▶ Exercise details: From the entries below, retype only the lines from the one with "Target: beard on player's face" through the one with "(format x=235, y=256)", exactly as written.

▶ Extracted information:
★ ★ ★ ★
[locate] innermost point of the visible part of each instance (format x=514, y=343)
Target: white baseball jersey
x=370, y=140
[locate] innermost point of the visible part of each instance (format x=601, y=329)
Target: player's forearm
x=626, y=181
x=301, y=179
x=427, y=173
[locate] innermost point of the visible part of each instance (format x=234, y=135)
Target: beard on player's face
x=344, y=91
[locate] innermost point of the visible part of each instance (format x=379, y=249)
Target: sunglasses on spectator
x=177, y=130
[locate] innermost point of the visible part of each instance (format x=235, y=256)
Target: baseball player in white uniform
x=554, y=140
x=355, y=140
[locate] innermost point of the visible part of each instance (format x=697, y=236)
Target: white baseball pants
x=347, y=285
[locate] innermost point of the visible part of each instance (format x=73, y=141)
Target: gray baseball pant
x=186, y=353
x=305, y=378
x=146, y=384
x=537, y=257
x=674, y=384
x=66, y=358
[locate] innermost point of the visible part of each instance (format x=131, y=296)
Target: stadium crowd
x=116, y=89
★ ★ ★ ★
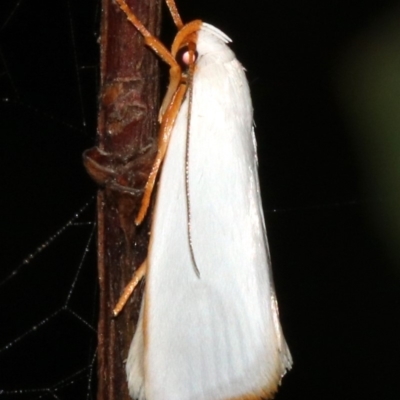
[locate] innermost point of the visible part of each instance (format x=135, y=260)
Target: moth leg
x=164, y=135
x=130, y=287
★ ★ ★ ★
▶ Response to this task:
Target: beard on player's face
x=344, y=91
[locate] innermost point of the visible part of each instance (format x=379, y=249)
Target: sunglasses on spectator
x=177, y=130
[locate] innermost point of the visible part of each instance (format x=235, y=256)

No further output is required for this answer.